§ Exercise goal:
Return each line of the records that contains the string "girl". Case counts.

··· Input ···

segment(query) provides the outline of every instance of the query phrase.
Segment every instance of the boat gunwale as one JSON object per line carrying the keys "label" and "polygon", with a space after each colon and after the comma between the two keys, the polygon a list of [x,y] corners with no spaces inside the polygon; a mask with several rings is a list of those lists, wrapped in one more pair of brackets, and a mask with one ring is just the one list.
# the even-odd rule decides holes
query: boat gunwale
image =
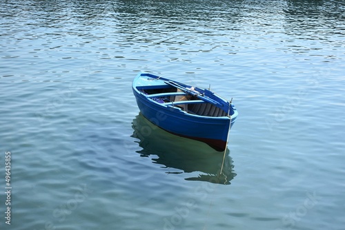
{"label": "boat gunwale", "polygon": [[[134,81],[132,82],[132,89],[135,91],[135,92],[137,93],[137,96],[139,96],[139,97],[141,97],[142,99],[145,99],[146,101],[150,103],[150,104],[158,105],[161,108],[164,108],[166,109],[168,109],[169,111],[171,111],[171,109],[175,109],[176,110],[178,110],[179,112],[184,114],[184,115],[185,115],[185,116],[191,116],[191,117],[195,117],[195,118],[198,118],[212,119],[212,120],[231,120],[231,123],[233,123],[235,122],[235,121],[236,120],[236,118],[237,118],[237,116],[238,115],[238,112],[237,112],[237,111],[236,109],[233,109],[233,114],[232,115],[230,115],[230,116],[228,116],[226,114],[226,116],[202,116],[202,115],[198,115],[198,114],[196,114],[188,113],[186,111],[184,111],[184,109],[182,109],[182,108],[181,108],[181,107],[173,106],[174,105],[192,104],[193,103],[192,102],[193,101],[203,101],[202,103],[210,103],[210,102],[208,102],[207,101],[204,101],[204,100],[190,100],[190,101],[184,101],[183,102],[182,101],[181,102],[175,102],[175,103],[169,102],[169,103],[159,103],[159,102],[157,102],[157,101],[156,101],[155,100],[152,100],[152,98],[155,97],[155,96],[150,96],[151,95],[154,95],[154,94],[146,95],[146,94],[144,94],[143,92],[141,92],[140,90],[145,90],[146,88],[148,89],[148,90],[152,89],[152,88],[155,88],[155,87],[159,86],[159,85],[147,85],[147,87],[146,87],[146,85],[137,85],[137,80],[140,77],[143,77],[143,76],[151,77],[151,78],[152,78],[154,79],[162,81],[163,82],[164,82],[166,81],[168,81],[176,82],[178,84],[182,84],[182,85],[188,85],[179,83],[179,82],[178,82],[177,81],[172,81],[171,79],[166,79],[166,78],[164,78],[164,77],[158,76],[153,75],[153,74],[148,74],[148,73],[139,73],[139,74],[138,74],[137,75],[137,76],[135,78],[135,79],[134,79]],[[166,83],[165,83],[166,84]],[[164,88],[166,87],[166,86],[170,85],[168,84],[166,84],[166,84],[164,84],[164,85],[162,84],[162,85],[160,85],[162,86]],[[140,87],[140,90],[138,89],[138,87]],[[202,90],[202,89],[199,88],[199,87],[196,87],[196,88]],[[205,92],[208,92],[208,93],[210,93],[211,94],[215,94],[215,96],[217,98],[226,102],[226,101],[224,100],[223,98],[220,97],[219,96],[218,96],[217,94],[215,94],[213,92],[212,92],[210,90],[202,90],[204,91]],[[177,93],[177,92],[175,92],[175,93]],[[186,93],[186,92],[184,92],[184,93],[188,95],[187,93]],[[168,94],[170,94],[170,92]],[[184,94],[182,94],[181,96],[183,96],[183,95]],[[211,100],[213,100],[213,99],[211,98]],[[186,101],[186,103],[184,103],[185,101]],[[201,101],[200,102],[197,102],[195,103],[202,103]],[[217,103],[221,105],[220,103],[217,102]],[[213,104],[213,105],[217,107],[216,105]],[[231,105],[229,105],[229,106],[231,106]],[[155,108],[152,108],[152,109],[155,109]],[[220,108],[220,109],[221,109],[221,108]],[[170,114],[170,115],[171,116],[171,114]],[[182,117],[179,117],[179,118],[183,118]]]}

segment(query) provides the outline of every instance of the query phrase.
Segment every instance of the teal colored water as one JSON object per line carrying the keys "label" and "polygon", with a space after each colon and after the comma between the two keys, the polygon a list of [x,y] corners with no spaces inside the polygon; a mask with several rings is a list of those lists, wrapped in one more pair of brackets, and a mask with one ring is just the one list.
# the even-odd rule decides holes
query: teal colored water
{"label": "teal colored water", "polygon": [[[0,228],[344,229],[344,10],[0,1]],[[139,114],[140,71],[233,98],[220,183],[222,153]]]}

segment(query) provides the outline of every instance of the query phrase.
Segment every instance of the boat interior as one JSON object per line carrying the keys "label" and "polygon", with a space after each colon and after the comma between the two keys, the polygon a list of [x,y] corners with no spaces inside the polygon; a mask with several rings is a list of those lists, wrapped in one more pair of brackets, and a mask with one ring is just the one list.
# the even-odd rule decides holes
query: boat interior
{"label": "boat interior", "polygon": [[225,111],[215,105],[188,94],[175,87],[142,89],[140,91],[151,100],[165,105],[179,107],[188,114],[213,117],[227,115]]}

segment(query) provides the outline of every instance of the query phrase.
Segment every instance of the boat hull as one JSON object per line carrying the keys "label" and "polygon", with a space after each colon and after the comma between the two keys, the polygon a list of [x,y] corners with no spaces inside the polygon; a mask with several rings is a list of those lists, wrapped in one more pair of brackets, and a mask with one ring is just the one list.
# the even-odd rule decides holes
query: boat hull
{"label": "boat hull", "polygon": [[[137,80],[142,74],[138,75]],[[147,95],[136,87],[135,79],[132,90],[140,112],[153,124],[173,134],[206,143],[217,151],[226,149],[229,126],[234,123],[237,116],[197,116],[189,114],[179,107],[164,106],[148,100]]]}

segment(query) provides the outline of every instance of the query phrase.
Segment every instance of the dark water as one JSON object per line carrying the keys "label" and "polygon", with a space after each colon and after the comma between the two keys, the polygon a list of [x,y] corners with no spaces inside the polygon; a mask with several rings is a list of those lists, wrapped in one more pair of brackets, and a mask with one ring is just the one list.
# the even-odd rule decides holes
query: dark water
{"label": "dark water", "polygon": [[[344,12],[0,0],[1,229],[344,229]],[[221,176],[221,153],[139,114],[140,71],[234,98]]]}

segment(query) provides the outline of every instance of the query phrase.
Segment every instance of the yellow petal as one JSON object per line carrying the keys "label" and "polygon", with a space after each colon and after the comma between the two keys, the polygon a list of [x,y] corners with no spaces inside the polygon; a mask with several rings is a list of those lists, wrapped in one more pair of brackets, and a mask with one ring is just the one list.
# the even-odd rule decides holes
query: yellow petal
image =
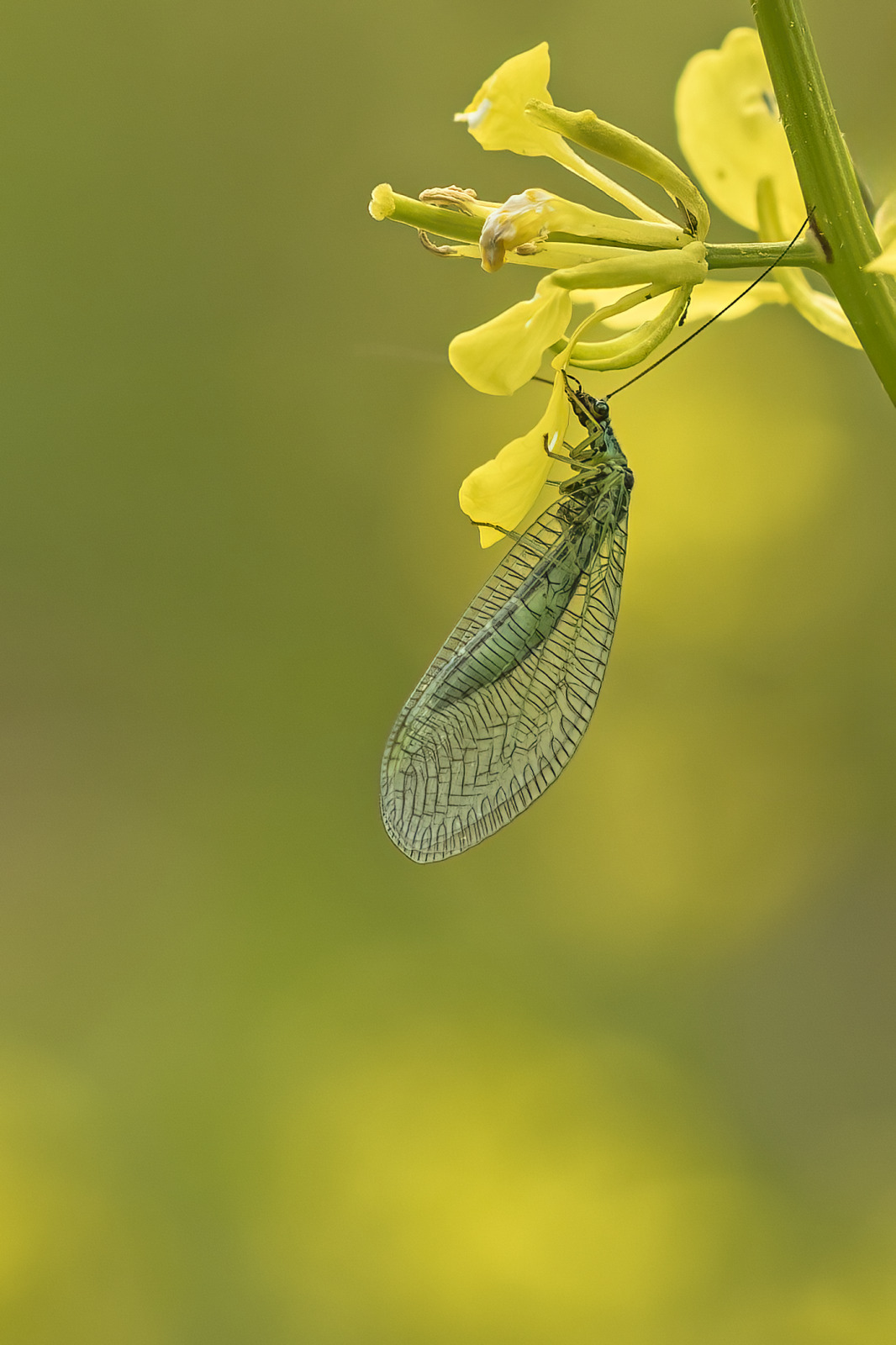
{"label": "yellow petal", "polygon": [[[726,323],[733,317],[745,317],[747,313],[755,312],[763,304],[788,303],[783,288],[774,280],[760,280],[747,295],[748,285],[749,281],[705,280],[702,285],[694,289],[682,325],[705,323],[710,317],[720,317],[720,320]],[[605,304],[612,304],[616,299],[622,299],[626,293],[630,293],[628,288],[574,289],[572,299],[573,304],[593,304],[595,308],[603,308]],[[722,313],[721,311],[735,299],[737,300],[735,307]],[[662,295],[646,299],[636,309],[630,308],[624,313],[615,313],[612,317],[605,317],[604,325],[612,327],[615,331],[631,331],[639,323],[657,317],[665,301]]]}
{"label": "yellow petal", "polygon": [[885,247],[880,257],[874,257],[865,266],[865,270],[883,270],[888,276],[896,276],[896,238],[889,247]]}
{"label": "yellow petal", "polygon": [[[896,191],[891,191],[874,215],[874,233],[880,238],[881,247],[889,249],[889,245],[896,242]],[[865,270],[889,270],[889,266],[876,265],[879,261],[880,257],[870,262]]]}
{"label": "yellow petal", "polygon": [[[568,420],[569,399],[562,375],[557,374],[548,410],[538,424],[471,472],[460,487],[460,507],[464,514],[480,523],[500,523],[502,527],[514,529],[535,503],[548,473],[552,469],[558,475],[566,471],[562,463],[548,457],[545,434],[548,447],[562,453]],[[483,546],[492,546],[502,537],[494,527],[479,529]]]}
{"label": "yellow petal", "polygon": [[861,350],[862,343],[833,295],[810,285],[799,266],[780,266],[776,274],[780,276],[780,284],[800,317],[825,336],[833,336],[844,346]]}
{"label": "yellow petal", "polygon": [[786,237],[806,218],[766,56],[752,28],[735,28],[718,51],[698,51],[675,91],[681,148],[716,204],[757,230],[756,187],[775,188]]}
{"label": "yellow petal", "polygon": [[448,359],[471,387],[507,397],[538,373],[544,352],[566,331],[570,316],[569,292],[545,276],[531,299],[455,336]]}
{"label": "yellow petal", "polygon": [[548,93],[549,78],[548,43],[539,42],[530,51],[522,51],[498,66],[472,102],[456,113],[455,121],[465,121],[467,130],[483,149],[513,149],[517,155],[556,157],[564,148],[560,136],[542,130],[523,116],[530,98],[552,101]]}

···
··· Input ···

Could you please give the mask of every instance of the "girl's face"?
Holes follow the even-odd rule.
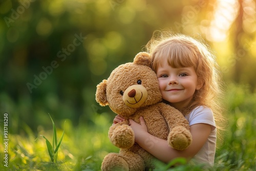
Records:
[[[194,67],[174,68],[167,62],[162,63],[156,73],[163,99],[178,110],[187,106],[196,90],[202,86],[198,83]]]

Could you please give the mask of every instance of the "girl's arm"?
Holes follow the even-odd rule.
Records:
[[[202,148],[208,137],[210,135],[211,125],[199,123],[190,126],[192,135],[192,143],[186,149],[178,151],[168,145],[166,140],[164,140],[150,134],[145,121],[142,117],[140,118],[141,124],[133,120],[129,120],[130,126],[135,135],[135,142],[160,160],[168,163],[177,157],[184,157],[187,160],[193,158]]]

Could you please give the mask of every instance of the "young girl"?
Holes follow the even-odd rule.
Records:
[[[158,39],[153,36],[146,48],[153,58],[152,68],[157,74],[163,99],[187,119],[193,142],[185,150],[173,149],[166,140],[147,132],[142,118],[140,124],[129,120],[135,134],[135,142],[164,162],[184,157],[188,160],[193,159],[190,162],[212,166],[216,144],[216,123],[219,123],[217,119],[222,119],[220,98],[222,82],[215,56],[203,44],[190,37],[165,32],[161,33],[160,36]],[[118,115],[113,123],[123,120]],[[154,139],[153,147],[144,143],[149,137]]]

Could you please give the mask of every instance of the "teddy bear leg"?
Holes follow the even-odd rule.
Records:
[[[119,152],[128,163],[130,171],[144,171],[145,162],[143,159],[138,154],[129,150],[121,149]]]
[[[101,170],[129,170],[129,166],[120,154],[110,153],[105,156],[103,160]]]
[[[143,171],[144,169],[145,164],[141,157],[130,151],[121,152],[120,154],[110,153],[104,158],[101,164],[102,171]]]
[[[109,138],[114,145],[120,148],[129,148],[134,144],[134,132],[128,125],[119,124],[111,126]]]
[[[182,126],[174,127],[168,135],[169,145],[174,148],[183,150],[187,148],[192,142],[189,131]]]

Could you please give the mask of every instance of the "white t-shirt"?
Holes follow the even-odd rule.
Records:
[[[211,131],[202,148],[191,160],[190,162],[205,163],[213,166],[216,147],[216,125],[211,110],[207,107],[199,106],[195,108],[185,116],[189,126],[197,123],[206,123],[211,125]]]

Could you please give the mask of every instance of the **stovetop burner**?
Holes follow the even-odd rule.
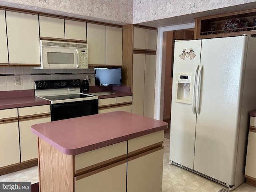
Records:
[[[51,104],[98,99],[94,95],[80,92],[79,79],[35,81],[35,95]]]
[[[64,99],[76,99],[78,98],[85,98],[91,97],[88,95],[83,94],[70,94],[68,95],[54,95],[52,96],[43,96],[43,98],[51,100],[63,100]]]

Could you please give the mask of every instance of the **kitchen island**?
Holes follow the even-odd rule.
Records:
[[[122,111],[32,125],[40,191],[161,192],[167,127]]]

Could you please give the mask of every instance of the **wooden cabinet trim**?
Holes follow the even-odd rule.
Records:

···
··· Input ···

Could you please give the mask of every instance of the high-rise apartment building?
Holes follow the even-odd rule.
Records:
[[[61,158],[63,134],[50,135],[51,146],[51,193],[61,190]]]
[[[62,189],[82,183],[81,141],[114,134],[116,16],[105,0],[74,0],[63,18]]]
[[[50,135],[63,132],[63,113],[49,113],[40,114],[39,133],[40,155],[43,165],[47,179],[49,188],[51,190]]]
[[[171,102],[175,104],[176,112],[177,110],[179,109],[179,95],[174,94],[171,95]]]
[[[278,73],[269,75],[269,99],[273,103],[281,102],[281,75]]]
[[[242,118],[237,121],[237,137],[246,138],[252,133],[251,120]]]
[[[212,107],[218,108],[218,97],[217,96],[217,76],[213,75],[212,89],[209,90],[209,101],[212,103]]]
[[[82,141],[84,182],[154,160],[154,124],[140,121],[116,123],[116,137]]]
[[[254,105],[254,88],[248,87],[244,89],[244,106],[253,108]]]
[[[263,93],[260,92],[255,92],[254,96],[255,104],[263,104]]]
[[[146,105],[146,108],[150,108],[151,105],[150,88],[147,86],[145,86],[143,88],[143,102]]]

···

§ Task answer:
Could you please give the mask of every instance of the "girl's face"?
Could you please give the mask of every instance of the "girl's arm"?
Could you please give the mask of every instance of the "young girl"?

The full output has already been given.